Kernel Launch Syntax
The triple-angle-bracket syntax is CUDA's extension to C++ for launching kernels:
kernel_name<<<gridDim, blockDim, sharedMem, stream>>>(arg1, arg2, ...);
Let's break down each parameter:
| Parameter | Type | Required | Meaning |
|---|---|---|---|
gridDim | dim3 or int | Yes | How many blocks in the grid |
blockDim | dim3 or int | Yes | How many threads in each block |
sharedMem | size_t | No (default 0) | Dynamic shared memory in bytes per block |
stream | cudaStream_t | No (default 0) | Which stream to use for async execution |
The total number of threads launched is gridDim.x * gridDim.y * gridDim.z * blockDim.x * blockDim.y * blockDim.z. If you launch <<<4, 256>>> you get 4 blocks of 256 threads each = 1024 threads total.
A Simple First Kernel
Here is the simplest possible CUDA program: vector addition.
#include <stdio.h>
#include <cuda_runtime.h>
// Kernel: runs on GPU, called from CPU
__global__ void vector_add(const float* a, const float* b, float* c, int n) {
// Each thread computes one element
int idx = blockIdx.x * blockDim.x + threadIdx.x;
// Boundary guard - MANDATORY when n is not a multiple of blockDim.x
if (idx >= n) return;
c[idx] = a[idx] + b[idx];
}
int main() {
const int N = 1024;
const int bytes = N * sizeof(float);
// Allocate host memory
float* h_a = (float*)malloc(bytes);
float* h_b = (float*)malloc(bytes);
float* h_c = (float*)malloc(bytes);
// Fill with data
for (int i = 0; i < N; i++) {
h_a[i] = (float)i;
h_b[i] = (float)(i * 2);
}
// Allocate device memory
float *d_a, *d_b, *d_c;
cudaMalloc(&d_a, bytes);
cudaMalloc(&d_b, bytes);
cudaMalloc(&d_c, bytes);
// Copy from host to device (H2D)
cudaMemcpy(d_a, h_a, bytes, cudaMemcpyHostToDevice);
cudaMemcpy(d_b, h_b, bytes, cudaMemcpyHostToDevice);
// Launch kernel: 4 blocks, 256 threads per block = 1024 threads
int blockSize = 256;
int gridSize = (N + blockSize - 1) / blockSize; // ceiling division
vector_add<<<gridSize, blockSize>>>(d_a, d_b, d_c, N);
// Wait for GPU to finish
cudaDeviceSynchronize();
// Copy result from device to host (D2H)

★ ★ ★ ★ ★

§ **WHAT NEEDS TO BE DONE**: Continue the passage on CUDA kernel launches, beginning immediately after its final line. The data is separate material, distinct from the passage on CUDA kernel launches.

★ ★ ★ ★ ★

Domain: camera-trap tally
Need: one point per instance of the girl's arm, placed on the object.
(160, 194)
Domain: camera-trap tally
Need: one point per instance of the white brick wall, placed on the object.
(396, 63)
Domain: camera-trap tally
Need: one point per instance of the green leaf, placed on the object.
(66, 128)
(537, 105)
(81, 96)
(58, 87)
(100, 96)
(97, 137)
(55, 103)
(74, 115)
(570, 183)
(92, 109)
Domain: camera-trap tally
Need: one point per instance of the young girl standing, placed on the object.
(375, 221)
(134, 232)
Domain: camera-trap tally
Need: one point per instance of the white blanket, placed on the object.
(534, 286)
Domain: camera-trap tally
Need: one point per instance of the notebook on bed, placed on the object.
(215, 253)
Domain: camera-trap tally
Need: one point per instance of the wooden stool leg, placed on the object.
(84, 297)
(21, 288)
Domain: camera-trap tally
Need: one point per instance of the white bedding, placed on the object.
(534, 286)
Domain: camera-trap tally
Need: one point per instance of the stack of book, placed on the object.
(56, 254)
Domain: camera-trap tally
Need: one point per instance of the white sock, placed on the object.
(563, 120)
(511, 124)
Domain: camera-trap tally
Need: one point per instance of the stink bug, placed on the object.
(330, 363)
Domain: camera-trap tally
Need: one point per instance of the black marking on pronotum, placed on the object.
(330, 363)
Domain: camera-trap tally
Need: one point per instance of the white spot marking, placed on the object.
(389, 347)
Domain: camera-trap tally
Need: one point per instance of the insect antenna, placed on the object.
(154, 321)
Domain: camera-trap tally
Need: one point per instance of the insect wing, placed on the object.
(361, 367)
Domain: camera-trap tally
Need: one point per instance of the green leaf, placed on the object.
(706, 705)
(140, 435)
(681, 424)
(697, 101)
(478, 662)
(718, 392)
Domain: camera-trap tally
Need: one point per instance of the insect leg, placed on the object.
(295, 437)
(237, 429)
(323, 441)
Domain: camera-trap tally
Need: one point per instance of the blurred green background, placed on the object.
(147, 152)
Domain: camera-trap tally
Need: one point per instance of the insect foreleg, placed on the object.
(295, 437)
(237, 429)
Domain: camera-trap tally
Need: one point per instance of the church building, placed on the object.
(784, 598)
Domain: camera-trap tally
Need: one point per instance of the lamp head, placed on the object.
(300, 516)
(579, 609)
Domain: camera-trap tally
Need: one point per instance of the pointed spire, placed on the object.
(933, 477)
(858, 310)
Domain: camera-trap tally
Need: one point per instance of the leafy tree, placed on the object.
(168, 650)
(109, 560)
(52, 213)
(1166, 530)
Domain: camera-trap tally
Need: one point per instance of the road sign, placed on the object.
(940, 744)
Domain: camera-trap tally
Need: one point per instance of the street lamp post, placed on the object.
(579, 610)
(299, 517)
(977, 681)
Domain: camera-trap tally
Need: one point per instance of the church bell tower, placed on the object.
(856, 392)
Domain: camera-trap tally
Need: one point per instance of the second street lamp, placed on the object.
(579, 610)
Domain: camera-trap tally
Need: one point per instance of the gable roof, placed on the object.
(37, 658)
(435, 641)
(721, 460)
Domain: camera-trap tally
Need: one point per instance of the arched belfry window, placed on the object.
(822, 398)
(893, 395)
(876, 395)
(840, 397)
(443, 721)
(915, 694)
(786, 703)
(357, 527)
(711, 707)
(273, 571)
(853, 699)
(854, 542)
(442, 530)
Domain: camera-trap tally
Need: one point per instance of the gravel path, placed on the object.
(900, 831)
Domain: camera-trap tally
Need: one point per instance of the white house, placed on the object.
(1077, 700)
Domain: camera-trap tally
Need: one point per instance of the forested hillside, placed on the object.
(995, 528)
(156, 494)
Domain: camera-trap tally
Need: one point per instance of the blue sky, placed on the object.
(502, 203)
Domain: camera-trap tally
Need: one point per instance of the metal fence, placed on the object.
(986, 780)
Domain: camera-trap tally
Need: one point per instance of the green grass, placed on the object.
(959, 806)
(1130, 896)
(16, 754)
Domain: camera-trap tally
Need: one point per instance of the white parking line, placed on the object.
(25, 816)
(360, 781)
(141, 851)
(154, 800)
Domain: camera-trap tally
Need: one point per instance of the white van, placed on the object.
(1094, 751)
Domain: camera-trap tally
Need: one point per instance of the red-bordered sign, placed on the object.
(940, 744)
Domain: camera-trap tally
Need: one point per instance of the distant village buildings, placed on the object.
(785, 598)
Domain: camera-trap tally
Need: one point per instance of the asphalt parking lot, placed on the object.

★ ★ ★ ★ ★

§ **TASK RESULT**:
cudaMemcpy(h_c, d_c, bytes, cudaMemcpyDeviceToHost);
// Verify
printf("c[0] = %f (expected %f)\n", h_c[0], h_a[0] + h_b[0]);
printf("c[511] = %f (expected %f)\n", h_c[511], h_a[511] + h_b[511]);
// Free device memory
cudaFree(d_a);
cudaFree(d_b);
cudaFree(d_c);
// Free host memory
free(h_a);
free(h_b);
free(h_c);
return 0;
}
This twenty-line main function contains the complete CUDA workflow that every GPU program follows:
- Allocate host memory (
malloc) - Allocate device memory (
cudaMalloc) - Copy data to device (
cudaMemcpywithcudaMemcpyHostToDevice) - Launch kernel (
<<<>>>) - Synchronize (
cudaDeviceSynchronize) - Copy results back (
cudaMemcpywithcudaMemcpyDeviceToHost) - Free device memory (
cudaFree) - Free host memory (
free)
You will follow this pattern in every CUDA program you ever write.
The Memory API in Detail
cudaMalloc
cudaError_t cudaMalloc(void** devPtr, size_t size);
cudaMalloc allocates size bytes of linear memory on the device. The pointer stored in devPtr points into GPU memory - you cannot dereference it from CPU code. Attempting to do so causes a segfault or undefined behavior.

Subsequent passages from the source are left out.